**Tasks to perform**
[1] In the passage about the Baby Boomer narrative, write out the text starting with "What is the" and going on through "of our goods.".
[2] Answer these questions using the passage about the Baby Boomer narrative.
(a) About how many years does the text say plastic will last?
(b) According to the World Wildlife Fund estimate cited, how many species does the planet lose each year?
(c) Which two countries does the text say "we" blame for being industrial?

====== Extracted text ======

In the minds of you, we are always the victors, always have been, always will be. This is not to discredit the ingenuity, hard work, and individuality with which the Baby Boomers created technologies, medicines, and art forms that have made for one of the most miraculous and wonderful eras of humanity ever. But over time, it is also proving to be one of the worst in its long-term effects. In holding onto the Baby Boomer narrative, in its models of worth, we lose sight of what has changed in the world since we “won” it.

And what are we winning? Mostly money, of course. Forget your Bible that you thump, with its cautions against greed, and your 1960s drug-dabbling in the immaterial. We have always had the most robust economy in the world anywhere, you say, and of course: because we invented it. We invented the McDonalds, the Disneylands, the Pepsi that created that horrific advertisement with some celebrity.

What is the consequence of this rat race value system? It is mainly the cost of our shared lifestyle that we refuse to see. An entire ocean filled with plastic, plastic that will last for about 450 years made for toddler toys entertaining for about three years, plastic that some estimate will outnumber fish by 2050. A planet that the World Wildlife Fund estimates loses between 10,000 and 100,000 species each year, with dying reefs and forests that were healthy up till now. A planet that is paved over and circled by satellites and roaring airplanes absent from our skies only a century ago and all the thousands of years before that. And now Trump wants to open more regions for oil, in National Monuments and National Parks. Typical of us, we then blame China and India for daring to be as industrial as we ever were, because we won, they didn’t, even though they manufacture many of our goods.

====== Supplied data ======

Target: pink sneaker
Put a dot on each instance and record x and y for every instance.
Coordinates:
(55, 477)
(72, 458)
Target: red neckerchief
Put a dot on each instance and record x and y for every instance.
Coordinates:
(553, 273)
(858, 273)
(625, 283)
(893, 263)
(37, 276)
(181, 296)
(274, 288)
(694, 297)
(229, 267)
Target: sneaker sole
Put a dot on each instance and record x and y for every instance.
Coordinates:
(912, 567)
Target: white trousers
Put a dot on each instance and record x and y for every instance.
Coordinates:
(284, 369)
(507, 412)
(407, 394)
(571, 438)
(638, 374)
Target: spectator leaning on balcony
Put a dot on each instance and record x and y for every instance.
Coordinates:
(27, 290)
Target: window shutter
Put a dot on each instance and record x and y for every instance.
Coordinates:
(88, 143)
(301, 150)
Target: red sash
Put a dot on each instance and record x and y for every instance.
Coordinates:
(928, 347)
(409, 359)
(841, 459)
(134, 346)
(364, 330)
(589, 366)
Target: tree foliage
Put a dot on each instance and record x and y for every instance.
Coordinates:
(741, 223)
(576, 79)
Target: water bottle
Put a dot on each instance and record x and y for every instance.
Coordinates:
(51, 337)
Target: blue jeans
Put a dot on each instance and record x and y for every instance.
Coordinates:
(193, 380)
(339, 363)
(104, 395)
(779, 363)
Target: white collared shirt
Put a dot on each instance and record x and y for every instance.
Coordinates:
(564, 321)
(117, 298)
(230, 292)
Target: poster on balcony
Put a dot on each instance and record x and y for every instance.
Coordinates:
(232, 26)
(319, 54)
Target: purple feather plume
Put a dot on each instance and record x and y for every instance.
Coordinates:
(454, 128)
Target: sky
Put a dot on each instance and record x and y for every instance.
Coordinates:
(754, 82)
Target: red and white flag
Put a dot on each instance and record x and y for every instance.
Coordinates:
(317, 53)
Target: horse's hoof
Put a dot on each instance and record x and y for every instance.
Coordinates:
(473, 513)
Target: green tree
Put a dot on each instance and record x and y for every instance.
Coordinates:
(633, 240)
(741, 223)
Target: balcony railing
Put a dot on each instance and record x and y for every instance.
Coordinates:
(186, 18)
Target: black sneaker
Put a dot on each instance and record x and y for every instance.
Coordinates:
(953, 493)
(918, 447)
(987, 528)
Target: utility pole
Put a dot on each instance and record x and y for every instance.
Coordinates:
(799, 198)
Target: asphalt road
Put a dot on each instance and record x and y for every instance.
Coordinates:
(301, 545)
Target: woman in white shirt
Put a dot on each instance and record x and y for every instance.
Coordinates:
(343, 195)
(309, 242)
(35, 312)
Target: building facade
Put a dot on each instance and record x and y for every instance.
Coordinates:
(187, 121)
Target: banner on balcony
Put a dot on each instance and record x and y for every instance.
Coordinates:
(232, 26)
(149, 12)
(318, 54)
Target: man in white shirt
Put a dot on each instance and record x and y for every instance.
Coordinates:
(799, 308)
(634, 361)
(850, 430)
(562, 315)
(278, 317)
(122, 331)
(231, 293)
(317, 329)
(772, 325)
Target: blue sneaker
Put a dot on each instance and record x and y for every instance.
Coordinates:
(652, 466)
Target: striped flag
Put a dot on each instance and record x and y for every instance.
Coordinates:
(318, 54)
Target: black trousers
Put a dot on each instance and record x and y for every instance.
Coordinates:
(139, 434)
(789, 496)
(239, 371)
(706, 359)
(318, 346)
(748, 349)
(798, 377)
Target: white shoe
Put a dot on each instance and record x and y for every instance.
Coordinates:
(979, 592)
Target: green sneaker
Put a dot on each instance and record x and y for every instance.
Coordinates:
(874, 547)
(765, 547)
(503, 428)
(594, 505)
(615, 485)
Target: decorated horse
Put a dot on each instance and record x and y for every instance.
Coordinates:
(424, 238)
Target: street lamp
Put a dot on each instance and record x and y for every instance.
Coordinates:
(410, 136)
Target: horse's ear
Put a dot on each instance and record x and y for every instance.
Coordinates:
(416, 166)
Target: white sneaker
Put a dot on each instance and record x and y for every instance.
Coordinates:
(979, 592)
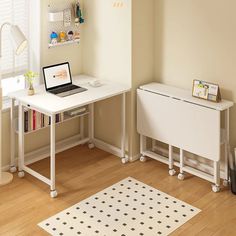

======

**Response list**
[1]
What is the consequence of this rat race value system? It is mainly the cost of our shared lifestyle that we refuse to see. An entire ocean filled with plastic, plastic that will last for about 450 years made for toddler toys entertaining for about three years, plastic that some estimate will outnumber fish by 2050. A planet that the World Wildlife Fund estimates loses between 10,000 and 100,000 species each year, with dying reefs and forests that were healthy up till now. A planet that is paved over and circled by satellites and roaring airplanes absent from our skies only a century ago and all the thousands of years before that. And now Trump wants to open more regions for oil, in National Monuments and National Parks. Typical of us, we then blame China and India for daring to be as industrial as we ever were, because we won, they didn’t, even though they manufacture many of our goods.

[2]
(a) About 450 years.
(b) Between 10,000 and 100,000 species.
(c) China and India.